--- El ejercicio ---
Localiza cada línea de abajo que contenga la cadena "handrail" y cópiala tal cual. Se distingue entre mayúsculas y minúsculas.

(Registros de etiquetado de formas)
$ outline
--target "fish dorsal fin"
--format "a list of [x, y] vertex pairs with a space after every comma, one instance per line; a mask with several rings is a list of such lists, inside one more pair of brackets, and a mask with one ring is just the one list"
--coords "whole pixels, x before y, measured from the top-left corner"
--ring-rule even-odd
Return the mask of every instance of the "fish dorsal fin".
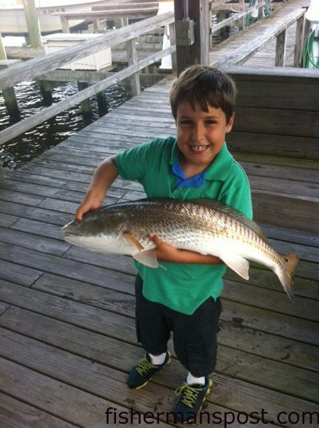
[[253, 230], [258, 236], [263, 240], [263, 242], [268, 243], [267, 236], [263, 230], [252, 220], [249, 220], [246, 215], [244, 215], [242, 213], [236, 210], [236, 208], [231, 207], [230, 205], [221, 202], [220, 200], [216, 200], [215, 199], [209, 199], [206, 198], [203, 198], [201, 199], [193, 199], [189, 200], [189, 202], [192, 202], [193, 203], [196, 203], [196, 205], [199, 205], [203, 207], [206, 207], [209, 208], [211, 208], [213, 210], [219, 210], [220, 211], [223, 211], [225, 214], [230, 215], [235, 220], [241, 222], [243, 224], [246, 225], [248, 228]]

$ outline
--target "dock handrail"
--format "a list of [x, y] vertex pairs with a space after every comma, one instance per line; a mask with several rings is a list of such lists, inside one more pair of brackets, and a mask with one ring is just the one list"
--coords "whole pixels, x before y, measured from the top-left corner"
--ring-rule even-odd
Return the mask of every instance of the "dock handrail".
[[93, 40], [88, 40], [63, 51], [30, 59], [10, 68], [2, 70], [0, 71], [0, 91], [14, 86], [24, 80], [33, 79], [43, 73], [51, 71], [66, 63], [85, 58], [106, 48], [111, 48], [124, 41], [132, 40], [146, 31], [169, 25], [174, 22], [174, 14], [167, 12], [113, 30]]
[[220, 30], [221, 29], [229, 26], [231, 23], [235, 22], [236, 21], [239, 21], [241, 18], [244, 18], [253, 11], [259, 9], [261, 7], [263, 7], [263, 4], [258, 3], [257, 4], [255, 4], [251, 7], [249, 7], [248, 9], [245, 9], [242, 11], [238, 12], [237, 14], [233, 15], [233, 16], [231, 16], [230, 18], [224, 19], [221, 22], [219, 22], [219, 24], [215, 24], [214, 25], [211, 26], [211, 33], [214, 33], [215, 31], [217, 31], [218, 30]]
[[[36, 77], [43, 74], [43, 73], [55, 70], [65, 63], [69, 63], [74, 60], [85, 57], [88, 55], [91, 55], [106, 48], [110, 48], [124, 41], [127, 43], [127, 45], [130, 45], [130, 46], [128, 49], [128, 51], [130, 51], [131, 52], [130, 56], [135, 57], [135, 55], [132, 55], [132, 50], [135, 49], [135, 46], [132, 41], [135, 37], [140, 36], [147, 31], [151, 31], [164, 25], [173, 26], [174, 22], [174, 14], [172, 12], [167, 12], [160, 16], [149, 18], [142, 21], [126, 26], [125, 27], [114, 30], [108, 34], [97, 37], [95, 40], [88, 40], [85, 42], [76, 44], [73, 46], [67, 48], [63, 51], [49, 54], [40, 58], [36, 58], [24, 63], [12, 66], [5, 70], [0, 71], [0, 90], [12, 87], [24, 80], [34, 79]], [[172, 34], [173, 32], [172, 29]], [[56, 116], [61, 111], [64, 111], [88, 98], [98, 93], [106, 88], [118, 83], [124, 78], [130, 76], [136, 77], [136, 73], [140, 70], [175, 52], [176, 45], [172, 37], [170, 47], [153, 54], [138, 62], [132, 61], [132, 62], [129, 61], [129, 66], [124, 70], [115, 73], [94, 85], [80, 91], [78, 93], [50, 107], [47, 107], [42, 111], [11, 125], [1, 131], [0, 146], [28, 129], [43, 123], [44, 121]]]

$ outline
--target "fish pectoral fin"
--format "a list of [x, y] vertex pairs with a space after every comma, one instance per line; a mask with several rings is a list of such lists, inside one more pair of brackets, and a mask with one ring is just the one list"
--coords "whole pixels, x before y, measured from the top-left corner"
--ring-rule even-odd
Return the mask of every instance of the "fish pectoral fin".
[[140, 263], [149, 268], [158, 268], [157, 258], [152, 250], [143, 250], [133, 254], [133, 258]]
[[236, 273], [241, 276], [244, 280], [249, 279], [249, 262], [244, 257], [236, 254], [227, 254], [221, 256], [220, 258], [223, 260], [225, 265], [232, 269]]
[[128, 243], [132, 245], [138, 251], [144, 250], [143, 245], [137, 240], [135, 234], [132, 230], [123, 230], [122, 232], [122, 237]]

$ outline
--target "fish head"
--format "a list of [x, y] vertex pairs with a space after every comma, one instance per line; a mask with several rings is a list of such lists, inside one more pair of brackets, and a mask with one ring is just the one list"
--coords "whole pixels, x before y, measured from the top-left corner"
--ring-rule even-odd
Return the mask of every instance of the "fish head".
[[[121, 232], [126, 228], [125, 212], [100, 208], [83, 215], [83, 220], [75, 220], [62, 228], [66, 242], [100, 253], [118, 253], [122, 241]], [[120, 251], [120, 253], [123, 253]]]

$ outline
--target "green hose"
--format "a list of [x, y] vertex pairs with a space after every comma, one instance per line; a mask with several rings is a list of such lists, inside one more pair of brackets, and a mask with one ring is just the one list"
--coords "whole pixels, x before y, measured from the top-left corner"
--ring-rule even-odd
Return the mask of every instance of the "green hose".
[[[301, 67], [303, 68], [319, 68], [319, 57], [315, 58], [314, 56], [314, 43], [315, 40], [319, 43], [319, 39], [315, 37], [315, 30], [313, 30], [307, 36], [303, 48], [303, 58], [301, 61]], [[310, 66], [313, 66], [313, 67]]]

--- Resultado del ejercicio ---
--target "dock handrail"
Return the mask of every instance of the "dock handrail".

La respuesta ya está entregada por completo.